Collection entries:
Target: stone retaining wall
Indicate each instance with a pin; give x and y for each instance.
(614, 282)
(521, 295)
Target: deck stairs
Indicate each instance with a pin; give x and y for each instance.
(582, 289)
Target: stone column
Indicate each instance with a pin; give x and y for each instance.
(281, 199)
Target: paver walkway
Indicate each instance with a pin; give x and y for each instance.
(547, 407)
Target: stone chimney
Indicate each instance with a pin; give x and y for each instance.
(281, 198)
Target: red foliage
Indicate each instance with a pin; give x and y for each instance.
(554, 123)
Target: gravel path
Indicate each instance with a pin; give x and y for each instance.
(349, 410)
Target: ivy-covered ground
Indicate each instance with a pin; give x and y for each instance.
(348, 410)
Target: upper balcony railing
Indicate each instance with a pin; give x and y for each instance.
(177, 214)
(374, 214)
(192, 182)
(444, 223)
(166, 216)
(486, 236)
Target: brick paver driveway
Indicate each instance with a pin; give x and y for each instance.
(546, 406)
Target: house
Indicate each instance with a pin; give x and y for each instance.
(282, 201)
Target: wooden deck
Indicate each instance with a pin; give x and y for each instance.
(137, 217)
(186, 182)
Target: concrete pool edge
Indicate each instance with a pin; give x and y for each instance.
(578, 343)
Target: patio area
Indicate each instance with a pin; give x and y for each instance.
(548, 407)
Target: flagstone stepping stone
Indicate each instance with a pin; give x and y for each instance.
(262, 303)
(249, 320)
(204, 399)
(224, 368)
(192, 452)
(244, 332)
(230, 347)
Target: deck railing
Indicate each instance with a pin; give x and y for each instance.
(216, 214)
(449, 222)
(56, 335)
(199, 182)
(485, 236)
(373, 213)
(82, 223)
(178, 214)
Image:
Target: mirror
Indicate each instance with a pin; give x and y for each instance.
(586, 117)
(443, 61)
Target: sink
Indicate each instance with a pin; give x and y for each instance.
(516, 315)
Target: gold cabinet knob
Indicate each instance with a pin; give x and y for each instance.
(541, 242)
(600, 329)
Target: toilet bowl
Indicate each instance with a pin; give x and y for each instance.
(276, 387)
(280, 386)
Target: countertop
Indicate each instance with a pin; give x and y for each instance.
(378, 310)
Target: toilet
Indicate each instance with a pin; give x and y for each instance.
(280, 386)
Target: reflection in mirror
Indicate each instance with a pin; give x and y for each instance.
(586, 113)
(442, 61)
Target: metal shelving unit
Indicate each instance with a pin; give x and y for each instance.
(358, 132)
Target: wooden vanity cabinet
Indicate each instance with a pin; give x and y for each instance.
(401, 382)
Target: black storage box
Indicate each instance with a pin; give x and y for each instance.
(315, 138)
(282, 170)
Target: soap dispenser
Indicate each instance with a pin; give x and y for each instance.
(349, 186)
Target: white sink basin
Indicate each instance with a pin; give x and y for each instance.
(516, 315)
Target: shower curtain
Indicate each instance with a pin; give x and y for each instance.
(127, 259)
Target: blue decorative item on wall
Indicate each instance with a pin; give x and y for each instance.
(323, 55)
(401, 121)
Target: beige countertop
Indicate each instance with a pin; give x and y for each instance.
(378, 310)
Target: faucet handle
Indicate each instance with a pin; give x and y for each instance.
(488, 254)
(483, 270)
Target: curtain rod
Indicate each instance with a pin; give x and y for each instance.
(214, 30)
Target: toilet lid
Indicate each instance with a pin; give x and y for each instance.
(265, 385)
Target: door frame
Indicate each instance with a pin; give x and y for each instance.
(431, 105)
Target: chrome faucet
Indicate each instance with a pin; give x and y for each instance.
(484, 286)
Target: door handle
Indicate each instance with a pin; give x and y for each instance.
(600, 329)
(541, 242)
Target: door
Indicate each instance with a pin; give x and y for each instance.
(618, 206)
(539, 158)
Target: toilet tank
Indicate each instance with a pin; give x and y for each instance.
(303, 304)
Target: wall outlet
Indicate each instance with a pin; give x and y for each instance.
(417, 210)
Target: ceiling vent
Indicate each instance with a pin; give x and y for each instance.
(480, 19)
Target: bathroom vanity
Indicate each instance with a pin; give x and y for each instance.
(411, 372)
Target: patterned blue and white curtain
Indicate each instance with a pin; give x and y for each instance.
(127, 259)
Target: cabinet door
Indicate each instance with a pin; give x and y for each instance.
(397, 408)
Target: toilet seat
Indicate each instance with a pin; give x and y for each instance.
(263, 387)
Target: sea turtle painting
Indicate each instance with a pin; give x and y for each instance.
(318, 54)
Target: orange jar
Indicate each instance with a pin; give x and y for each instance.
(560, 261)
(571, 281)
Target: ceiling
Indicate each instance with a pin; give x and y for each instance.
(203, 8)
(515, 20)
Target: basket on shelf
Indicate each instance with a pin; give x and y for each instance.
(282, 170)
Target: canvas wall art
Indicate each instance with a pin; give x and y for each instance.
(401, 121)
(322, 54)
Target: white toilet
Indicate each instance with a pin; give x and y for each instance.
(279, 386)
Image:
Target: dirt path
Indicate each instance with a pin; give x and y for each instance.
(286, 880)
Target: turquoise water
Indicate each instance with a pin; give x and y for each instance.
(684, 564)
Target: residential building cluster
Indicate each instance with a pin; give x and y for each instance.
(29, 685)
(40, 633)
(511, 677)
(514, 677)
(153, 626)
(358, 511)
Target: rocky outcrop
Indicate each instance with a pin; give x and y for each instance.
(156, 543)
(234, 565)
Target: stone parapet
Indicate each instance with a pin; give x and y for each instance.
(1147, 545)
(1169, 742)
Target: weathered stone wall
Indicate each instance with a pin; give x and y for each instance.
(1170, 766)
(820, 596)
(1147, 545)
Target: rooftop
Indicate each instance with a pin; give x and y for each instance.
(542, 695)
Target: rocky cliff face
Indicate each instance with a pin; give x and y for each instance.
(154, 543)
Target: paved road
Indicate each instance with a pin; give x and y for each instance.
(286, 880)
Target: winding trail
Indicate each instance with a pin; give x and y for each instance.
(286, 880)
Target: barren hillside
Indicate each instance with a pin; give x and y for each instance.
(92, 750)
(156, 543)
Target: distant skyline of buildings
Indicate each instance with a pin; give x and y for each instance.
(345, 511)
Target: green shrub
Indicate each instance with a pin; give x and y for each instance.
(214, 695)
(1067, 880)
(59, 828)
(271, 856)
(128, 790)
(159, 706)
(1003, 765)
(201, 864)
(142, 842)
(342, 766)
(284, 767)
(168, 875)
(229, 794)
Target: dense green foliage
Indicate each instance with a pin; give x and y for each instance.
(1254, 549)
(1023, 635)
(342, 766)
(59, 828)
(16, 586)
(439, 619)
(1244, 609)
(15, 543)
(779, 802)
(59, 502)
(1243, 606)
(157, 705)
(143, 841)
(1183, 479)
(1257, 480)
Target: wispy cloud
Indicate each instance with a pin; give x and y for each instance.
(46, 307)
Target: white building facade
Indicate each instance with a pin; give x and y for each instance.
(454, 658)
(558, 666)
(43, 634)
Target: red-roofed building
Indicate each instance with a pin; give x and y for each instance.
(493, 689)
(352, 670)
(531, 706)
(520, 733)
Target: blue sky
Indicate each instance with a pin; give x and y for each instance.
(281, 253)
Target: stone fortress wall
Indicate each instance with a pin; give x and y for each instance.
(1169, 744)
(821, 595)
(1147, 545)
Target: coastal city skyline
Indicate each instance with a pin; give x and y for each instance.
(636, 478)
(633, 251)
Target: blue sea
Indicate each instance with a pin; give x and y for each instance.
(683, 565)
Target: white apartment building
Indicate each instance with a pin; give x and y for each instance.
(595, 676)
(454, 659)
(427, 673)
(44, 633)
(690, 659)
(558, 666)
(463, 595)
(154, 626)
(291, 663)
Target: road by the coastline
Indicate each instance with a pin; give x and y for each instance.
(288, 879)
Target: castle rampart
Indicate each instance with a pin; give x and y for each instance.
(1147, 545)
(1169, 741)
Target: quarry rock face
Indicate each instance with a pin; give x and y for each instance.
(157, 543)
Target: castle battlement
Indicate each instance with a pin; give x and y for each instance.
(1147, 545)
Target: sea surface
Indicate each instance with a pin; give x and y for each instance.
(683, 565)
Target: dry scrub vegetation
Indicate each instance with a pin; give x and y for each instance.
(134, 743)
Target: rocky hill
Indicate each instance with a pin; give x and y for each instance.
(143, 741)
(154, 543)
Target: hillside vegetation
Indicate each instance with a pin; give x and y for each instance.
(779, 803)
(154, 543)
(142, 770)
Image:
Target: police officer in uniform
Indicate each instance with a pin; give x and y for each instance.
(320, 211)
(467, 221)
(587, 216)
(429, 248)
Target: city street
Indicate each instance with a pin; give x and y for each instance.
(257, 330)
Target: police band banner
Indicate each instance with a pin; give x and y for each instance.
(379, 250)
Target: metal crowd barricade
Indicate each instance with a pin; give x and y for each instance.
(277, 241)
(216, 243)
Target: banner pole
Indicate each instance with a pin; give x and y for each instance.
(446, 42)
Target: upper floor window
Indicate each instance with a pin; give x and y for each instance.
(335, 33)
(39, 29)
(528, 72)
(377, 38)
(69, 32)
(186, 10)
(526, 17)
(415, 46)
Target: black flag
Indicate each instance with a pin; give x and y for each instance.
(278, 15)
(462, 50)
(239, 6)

### WHAT THE EXERCISE ASKS
Look above for the line containing "Target: coastal city skyline", then please write out that line and each one after it through the end, exactly, with nothing else.

### REPLY
Target: coastal city skyline
Indicate each instance with a pin; give x and y for each instance.
(636, 478)
(633, 251)
Target: blue sea
Indicate each instance with a pin; give x and y for each instance.
(683, 565)
Target: white apartment building
Indicate each instance with a pin; give x and y for each instance.
(595, 676)
(454, 659)
(427, 673)
(44, 633)
(690, 659)
(558, 666)
(463, 595)
(154, 626)
(291, 663)
Target: road by the coastline
Indicate each instance with a pin; give x and y for each instance.
(288, 879)
Target: castle rampart
Indicate each instance with a pin; give x and y for each instance.
(1147, 545)
(1169, 741)
Target: quarry rock face
Indicate each instance with a pin; give x and y for each instance.
(157, 543)
Target: castle battlement
Indicate each instance with a pin; give x and y for each instance.
(1147, 545)
Target: sea surface
Indicate each instance with a pin; give x and y for each instance.
(683, 565)
Target: dry scrub vegetation
Indicate each instance with a pin; give x and y for each instance.
(134, 743)
Target: rocky hill
Indicate each instance with a pin; give x and y for each instance.
(143, 741)
(154, 543)
Target: hillside vegetation
Indicate each instance with a pin; give x and y for each instance.
(779, 803)
(154, 543)
(142, 770)
Image:
Target: police officer in uniform
Indicate each instance with a pin; give x and y for each instance.
(320, 211)
(467, 221)
(587, 216)
(429, 248)
Target: city street
Indicate each instance with a pin; give x and y for each instance.
(257, 330)
Target: police band banner
Indicate each instance with a pin; give x and y for each instance.
(379, 250)
Target: metal crowd barricade
Indicate each instance with a pin; give x and y for each instance.
(277, 241)
(216, 243)
Target: banner pole
Indicate each instance with a pin; give x and y for each instance.
(446, 42)
Target: upper floor window
Indicate each instance with a pin; give x and y for each instance.
(335, 33)
(39, 29)
(528, 72)
(377, 38)
(69, 32)
(186, 10)
(526, 17)
(415, 46)
Target: black flag
Indicate each instance with a pin; give x and y for each instance.
(278, 15)
(462, 50)
(239, 6)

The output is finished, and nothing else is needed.